-- start of Passage to read --

This is a Top Fuel dragster, and everything
about this vehicle is designed for maximum acceleration, from its triangular shape to its specially formulated racing slicks to its 8,000-horsepower engine. It's all to help this
dragster hit 60 miles per hour in just eight-tenths of a second. But when it comes to production cars, automakers are still
racing to be the first to achieve a sub-two-second 0 to 60. So, why is it seemingly
impossible for a production car to go from 0 to 60 in under two seconds? Back in 2016, engineer
and YouTuber Jason Fenske tried to find the shortest
possible 0-to-60 time in a production car. Based on current technology, he calculated it would be 2.05 seconds. So, how did he get there? For acceleration, maximizing grip is more important than increasing power. All the power in the world is useless if it isn't being applied
to the pavement correctly. You need to have the maximum
amount of traction possible.
But just like a car needs as much traction as possible to take off, it also needs it to stop. To illustrate how quick
a car can decelerate, automakers use the distance
it takes a car to brake from 60 to 0 miles per hour. Since they both require maximum traction, you can use the formula
for braking distance to determine a car's best 0-to-60 time. For his calculations, Jason
used the current record for shortest braking distance, which is 90 feet. Plugging that into the
formula for braking distance along with 60 miles per
hour, or 88 feet per second, for initial velocity, you get an acceleration
of 43 feet per second. When you plug that into the formula for velocity and solve for time, you get 2.05 seconds. That means that according
to the laws of physics, the limit for 0 to 60 miles per hour in a production car is
right around two seconds.

-- end of Passage to read --
-- start of Supplied material --

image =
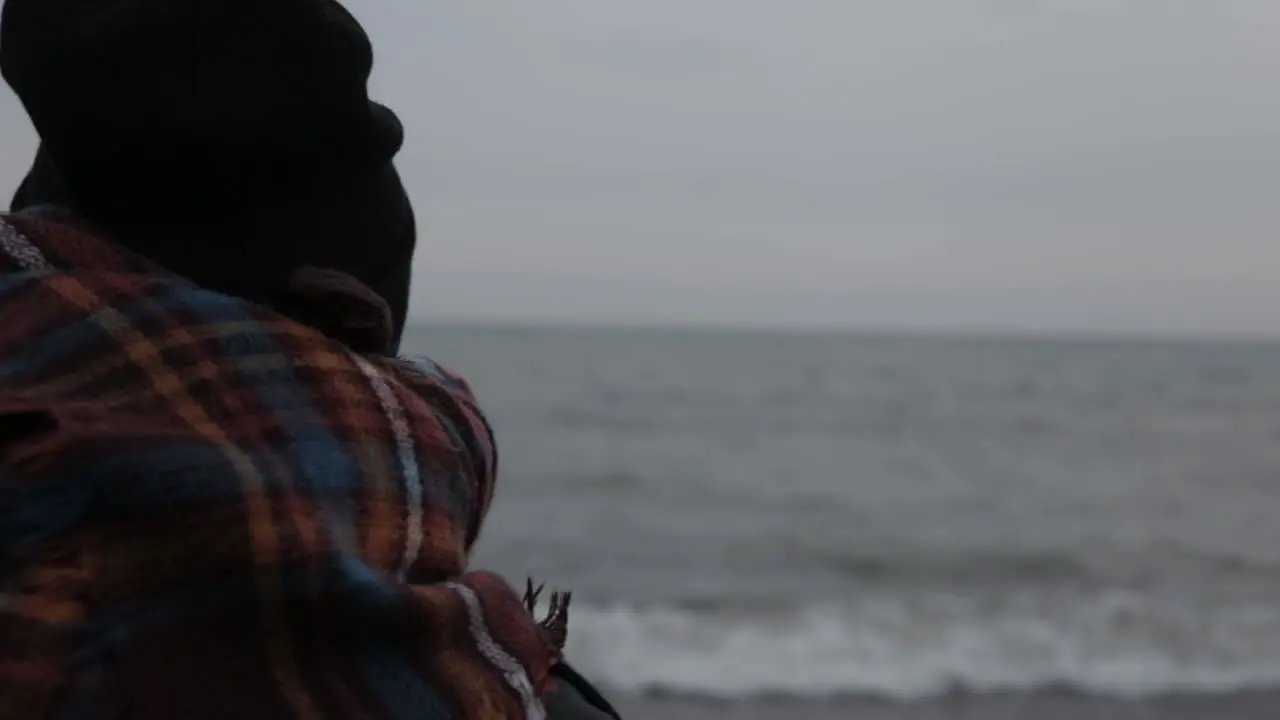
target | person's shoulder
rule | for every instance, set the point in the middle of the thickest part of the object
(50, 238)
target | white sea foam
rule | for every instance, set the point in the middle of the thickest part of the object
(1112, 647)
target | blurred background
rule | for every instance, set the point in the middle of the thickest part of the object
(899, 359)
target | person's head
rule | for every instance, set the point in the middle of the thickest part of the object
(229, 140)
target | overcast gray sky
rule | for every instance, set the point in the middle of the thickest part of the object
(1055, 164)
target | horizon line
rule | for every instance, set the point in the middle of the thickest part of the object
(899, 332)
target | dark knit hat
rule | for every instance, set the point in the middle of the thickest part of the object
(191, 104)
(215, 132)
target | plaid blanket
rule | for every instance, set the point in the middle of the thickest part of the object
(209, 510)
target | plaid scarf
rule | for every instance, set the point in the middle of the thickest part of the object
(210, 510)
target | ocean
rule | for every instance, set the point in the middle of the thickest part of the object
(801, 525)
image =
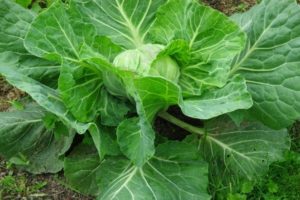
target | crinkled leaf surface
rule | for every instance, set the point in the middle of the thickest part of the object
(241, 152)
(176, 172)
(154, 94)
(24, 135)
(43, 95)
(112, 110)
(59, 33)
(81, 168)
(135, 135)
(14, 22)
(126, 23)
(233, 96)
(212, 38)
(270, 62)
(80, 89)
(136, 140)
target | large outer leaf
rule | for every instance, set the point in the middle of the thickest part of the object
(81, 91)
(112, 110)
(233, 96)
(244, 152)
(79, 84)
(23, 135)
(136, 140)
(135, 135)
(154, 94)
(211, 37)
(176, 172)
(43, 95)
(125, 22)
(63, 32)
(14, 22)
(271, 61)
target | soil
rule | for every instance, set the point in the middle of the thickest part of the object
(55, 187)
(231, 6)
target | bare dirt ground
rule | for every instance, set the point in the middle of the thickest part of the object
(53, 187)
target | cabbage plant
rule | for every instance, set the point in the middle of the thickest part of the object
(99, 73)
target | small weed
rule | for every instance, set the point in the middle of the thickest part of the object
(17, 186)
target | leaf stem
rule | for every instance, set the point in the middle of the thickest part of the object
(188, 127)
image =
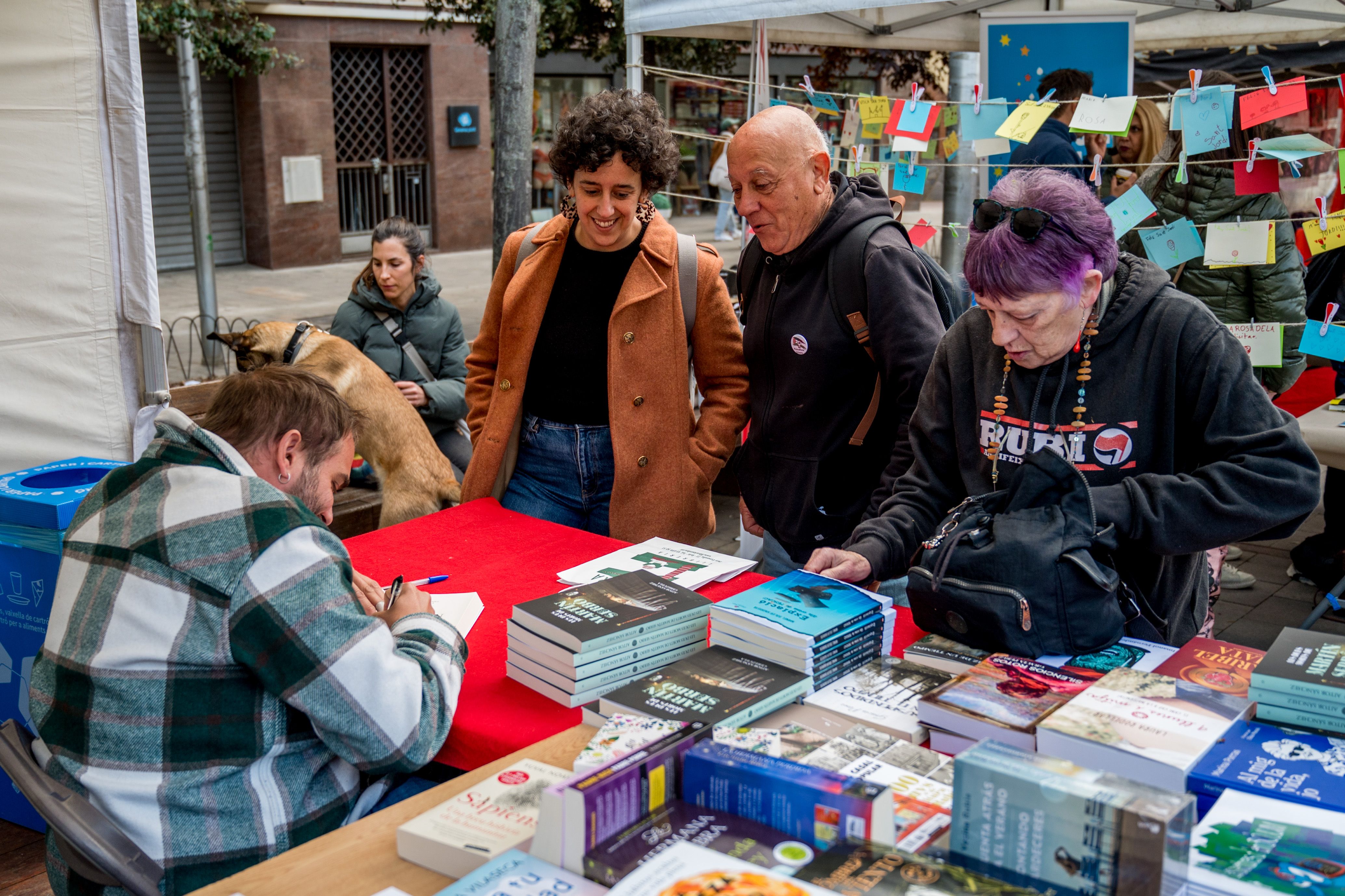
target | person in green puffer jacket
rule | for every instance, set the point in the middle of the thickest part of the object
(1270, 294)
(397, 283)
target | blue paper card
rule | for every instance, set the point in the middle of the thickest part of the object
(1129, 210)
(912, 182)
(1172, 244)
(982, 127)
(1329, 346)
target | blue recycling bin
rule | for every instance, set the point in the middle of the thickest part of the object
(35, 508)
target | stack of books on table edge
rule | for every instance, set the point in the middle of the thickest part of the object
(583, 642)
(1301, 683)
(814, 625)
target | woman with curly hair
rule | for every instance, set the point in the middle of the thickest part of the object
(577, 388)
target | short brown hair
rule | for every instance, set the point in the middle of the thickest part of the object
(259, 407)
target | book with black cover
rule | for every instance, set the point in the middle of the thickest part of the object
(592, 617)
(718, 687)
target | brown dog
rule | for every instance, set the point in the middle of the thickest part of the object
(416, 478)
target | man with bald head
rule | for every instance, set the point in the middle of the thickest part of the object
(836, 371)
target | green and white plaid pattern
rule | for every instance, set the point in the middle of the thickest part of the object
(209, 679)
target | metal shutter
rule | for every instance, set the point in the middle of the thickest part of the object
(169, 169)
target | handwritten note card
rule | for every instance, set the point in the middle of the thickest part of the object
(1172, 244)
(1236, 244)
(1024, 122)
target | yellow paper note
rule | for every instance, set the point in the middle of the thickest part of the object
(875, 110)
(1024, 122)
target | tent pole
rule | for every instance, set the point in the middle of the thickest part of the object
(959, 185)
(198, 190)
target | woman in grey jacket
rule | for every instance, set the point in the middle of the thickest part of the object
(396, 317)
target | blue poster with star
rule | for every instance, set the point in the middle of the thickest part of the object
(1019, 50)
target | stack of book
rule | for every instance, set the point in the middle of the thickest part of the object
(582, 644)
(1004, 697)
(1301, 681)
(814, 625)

-- end of Supplied material --
-- start of Supplied material --

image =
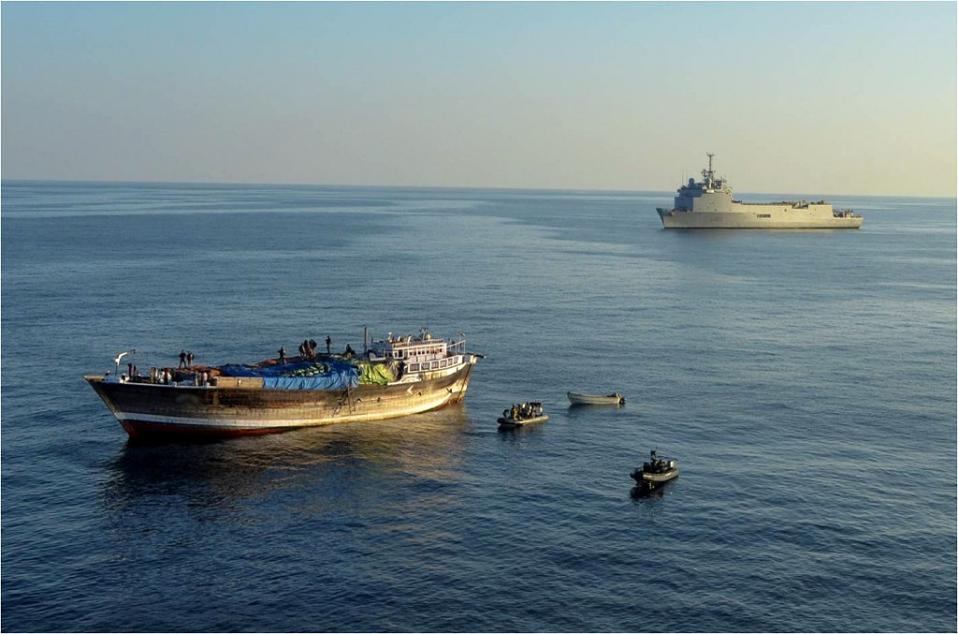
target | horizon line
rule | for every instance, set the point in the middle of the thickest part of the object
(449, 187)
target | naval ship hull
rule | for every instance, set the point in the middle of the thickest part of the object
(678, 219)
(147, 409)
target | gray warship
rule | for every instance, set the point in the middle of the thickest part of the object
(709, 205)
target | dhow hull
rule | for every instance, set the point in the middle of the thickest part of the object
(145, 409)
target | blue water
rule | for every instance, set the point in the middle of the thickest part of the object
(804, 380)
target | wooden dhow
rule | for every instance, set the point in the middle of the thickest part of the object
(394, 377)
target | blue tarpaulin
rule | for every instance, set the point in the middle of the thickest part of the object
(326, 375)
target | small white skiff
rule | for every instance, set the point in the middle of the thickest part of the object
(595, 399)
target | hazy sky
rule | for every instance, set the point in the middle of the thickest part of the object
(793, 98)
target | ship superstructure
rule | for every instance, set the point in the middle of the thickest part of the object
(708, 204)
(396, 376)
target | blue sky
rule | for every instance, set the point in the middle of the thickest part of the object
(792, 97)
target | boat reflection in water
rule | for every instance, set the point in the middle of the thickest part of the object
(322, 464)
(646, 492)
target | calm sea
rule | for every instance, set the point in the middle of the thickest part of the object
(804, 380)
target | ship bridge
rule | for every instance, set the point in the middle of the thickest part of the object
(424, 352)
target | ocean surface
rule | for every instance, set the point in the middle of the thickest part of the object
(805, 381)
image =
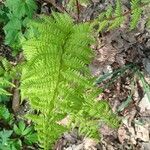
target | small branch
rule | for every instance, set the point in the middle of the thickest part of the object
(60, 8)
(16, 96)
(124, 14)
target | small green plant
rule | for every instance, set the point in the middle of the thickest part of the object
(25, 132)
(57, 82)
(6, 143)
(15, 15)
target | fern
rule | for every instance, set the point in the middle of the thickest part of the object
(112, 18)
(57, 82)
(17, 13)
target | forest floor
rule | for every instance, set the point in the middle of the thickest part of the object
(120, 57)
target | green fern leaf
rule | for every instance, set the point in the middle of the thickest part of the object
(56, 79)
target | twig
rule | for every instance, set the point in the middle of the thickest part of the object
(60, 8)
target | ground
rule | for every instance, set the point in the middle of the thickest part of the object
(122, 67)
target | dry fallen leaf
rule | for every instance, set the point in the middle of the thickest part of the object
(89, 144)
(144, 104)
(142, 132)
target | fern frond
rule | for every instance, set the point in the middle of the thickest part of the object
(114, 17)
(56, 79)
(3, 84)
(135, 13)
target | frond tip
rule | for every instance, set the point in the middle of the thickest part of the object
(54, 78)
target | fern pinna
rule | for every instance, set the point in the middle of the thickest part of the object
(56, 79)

-- end of Supplied material --

**Written problem A**
Please sum up the explanation of the 0-to-60 time limit for production cars in two sentences.
**Written problem B**
Carry on the explanation of the 0-to-60 time limit for production cars from its last sentence.

**Written response A**
A Top Fuel dragster reaches 60 miles per hour in eight-tenths of a second, but automakers are still racing to be the first to get a production car from 0 to 60 in under two seconds. Because accelerating and braking both depend on maximum traction, engineer Jason Fenske used the record braking distance of 90 feet to calculate that a production car's best 0-to-60 time is 2.05 seconds, or right around two seconds.

**Written response B**
The biggest reason for this limit is street-tire technology. Race cars and dragsters
use completely smooth tires with low air pressure for a reason. This gives the rubber as much contact with the pavement as
possible, increasing grip. Street tires have to sacrifice grip in order to be safe for public roads. They feature grooves that
reduce the amount of rubber in contact with the ground. These grooves are needed for wet roads because they provide a
channel for water to escape. Regular tires also need more air pressure, which also reduces grip but is necessary for
uneven pavement and bumps.
And unlike soft and
sticky Formula 1 tires, which need to be replaced after 50 miles, regular tires use a hard rubber compound that's less grippy but can
last up to 90,000 miles. But tire technology continues
to break boundaries. Much of this has to do with tire companies and automakers developing cars together. In 2018, the Dodge Demon
became the first production car to be released with
street-legal drag radials. Well, barely street legal. Dodge warned buyers not to use them in wet weather or on highways. But on the racetrack,
they allowed the Demon to reach 0 to 60 in just 2.3 seconds, the same time as a Model S.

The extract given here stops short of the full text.